## [Task prompt]
From the first record to the last, write out each one exactly.

## [Entries provided]
<<<<
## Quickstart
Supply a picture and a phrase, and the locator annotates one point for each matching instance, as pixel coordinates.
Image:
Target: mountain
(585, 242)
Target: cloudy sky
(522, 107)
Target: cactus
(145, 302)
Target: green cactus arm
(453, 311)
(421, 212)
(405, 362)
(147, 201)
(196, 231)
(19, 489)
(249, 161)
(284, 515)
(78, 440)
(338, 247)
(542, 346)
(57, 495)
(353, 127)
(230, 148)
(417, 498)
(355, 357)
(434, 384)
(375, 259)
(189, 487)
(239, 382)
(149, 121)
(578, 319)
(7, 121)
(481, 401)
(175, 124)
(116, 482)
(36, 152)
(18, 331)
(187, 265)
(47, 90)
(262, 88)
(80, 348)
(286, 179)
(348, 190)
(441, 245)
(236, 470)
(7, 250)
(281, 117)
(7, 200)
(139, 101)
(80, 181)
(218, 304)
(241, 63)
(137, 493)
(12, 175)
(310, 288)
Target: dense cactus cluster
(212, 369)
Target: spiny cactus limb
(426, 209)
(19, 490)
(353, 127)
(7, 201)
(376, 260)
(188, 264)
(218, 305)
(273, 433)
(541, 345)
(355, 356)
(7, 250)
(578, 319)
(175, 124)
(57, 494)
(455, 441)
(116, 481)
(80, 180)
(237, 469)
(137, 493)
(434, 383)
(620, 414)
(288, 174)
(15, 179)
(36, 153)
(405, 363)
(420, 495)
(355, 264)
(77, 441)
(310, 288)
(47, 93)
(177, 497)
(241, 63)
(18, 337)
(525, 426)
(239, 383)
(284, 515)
>>>>
## [Result of the task]
## Quickstart
Supply a picture and a phrase, and the locator annotates one point for each matching instance, as pixel coordinates.
Image:
Target: mountain
(585, 242)
Target: cloudy sky
(522, 107)
Target: cactus
(145, 302)
Target: green cactus arm
(453, 311)
(421, 212)
(405, 362)
(147, 201)
(196, 231)
(19, 489)
(249, 161)
(284, 515)
(78, 440)
(338, 247)
(542, 346)
(57, 495)
(353, 127)
(230, 148)
(417, 498)
(355, 357)
(434, 384)
(375, 259)
(189, 487)
(239, 382)
(149, 121)
(578, 319)
(7, 121)
(481, 401)
(175, 124)
(116, 482)
(36, 152)
(18, 331)
(187, 265)
(47, 90)
(262, 88)
(80, 348)
(286, 179)
(348, 190)
(441, 245)
(236, 470)
(7, 250)
(281, 117)
(7, 200)
(139, 101)
(80, 181)
(218, 304)
(241, 63)
(137, 493)
(12, 175)
(310, 288)
Target: dense cactus cluster
(212, 369)
Target: spiny cactus limb
(426, 209)
(19, 490)
(353, 127)
(7, 201)
(376, 260)
(188, 264)
(218, 305)
(273, 433)
(541, 345)
(355, 356)
(7, 250)
(578, 319)
(175, 124)
(57, 494)
(455, 441)
(116, 481)
(80, 180)
(237, 469)
(137, 493)
(434, 383)
(620, 414)
(288, 174)
(15, 179)
(36, 153)
(405, 363)
(420, 495)
(355, 264)
(77, 441)
(310, 288)
(47, 93)
(177, 497)
(241, 63)
(18, 337)
(525, 426)
(239, 383)
(284, 515)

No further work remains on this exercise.